Desde las pantallas de proyección hemos sido invadidos por una temática pobre, limitadísima, nociva, reproducida hasta la saciedad. Seguramente hemos agotado ya la temática del cinematógrafo, hasta dentro de diez o veinte años. El espectador inteligente o lo ha abandonado o lo frecuenta, hasta cierto punto, por una especie de fría e inerte resignación. En cambio, el cine ha logrado monopolizar de una manera alarmante, no ya el interés, sino la avidez de una masa considerable.

Estamos ante un fenómeno frente al que las minorías conscientes no pueden encogerse de hombros. Quizá su mayor peligrosidad radique en la venalidad con que abre al espectador vedados estímulos de la emoción. Las pasiones del hombre son en su parte más noble «creadoras de belleza esencial». Están vinculadas, en este sentido, a una legítima emoción. Pero la oscura raíz pasional pertenece a una clausurada e inconfesable intimidad. Desnudar esto ante un público indiferenciado, heterogéneo, es destruir el íntimo pudor del individuo, desvincular la emoción de la noble pasión humana, desvirtuarla, atarla a este nuevo elemento que el cine ofrece a la masa: «lo morboso», una infracategoría. Lo primordial en la vieja tragedia ya no importa, sino lo inconsciente, lo que comienza en nuestra cintura, la parte equina del centauro. Cualquiera de las cintas llamadas «psicológicas», que se nos han ofrecido con tanta abundancia durante los últimos años, es en principio de una inmoralidad evidente.

| Objetivo del ejercicio |
Sigue escribiendo el texto sobre el cine a partir de su última oración.

| Entradas extraídas |
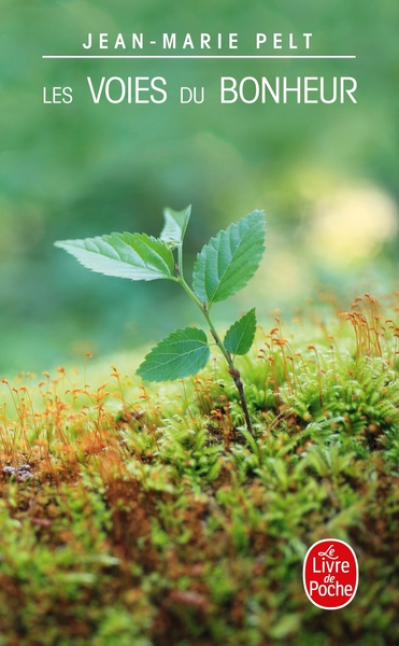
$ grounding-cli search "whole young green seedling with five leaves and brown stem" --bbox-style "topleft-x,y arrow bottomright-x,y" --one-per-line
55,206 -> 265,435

* * *

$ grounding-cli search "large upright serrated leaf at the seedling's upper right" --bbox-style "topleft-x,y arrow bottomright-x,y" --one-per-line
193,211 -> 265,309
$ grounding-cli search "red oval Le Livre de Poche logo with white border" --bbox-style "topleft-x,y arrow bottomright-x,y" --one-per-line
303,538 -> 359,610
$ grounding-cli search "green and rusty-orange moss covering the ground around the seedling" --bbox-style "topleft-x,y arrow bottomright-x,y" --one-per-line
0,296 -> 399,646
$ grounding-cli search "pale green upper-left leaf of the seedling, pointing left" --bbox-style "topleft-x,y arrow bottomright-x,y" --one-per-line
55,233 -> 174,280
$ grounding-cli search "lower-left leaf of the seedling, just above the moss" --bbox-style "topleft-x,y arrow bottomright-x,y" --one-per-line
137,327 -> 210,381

| Problema resuelto |
Por otra parte, no cabe resignarse a la invasión de una mitología advenediza, inauténtica, expresiva en todo caso de ajenas actitudes ante la vida. Todavía estamos sobre Europa, y somos estirpe de los mitos seculares. Todavía –hispánicos– encarnamos limpias actitudes morales. No se puede ignorar hasta qué punto, en el ciudadano medio, en el honrado oficinista u en la muchacha bonita, el cine ha suplantado sueños legítimos por ilegitimes espejismos. Y luego, esa cotidiana invitación a lo frenético: las cintas de espionaje, las repetidas cintas de «gansters» o la vertiginosa y absurda comedia americana, que tiene, desgraciadamente, a su favor el prejuicio de su perfección técnica. Esta supervaloración de la acción de un ritmo irreal, rapidísimo, ha deformado peligrosamente el gusto del público. Se cotiza la hora y media de proyección inconsciente. El espíritu se ha liberado de la pequeña preocupación casera, de la seriedad del vivir cotidiano, y flota deliciosamente lejos, desprovisto de todo elemento de gravidez. El espectador paga esto en taquilla con su dinero y protesta indignado contra los fraudes. De ahí la grave acusación del público contra algunas películas: soporíferas, lentísimas. Se hace necesario restaurar el sentido de la acción real. Nuestro espectador sería mal lector de la novela de Joyce, por ejemplo; no soportaría un monólogo de Shakespeare, y a pesar de su agilidad, se encogería de hombros ante el diálogo de Shaw como hemos, visto estos días.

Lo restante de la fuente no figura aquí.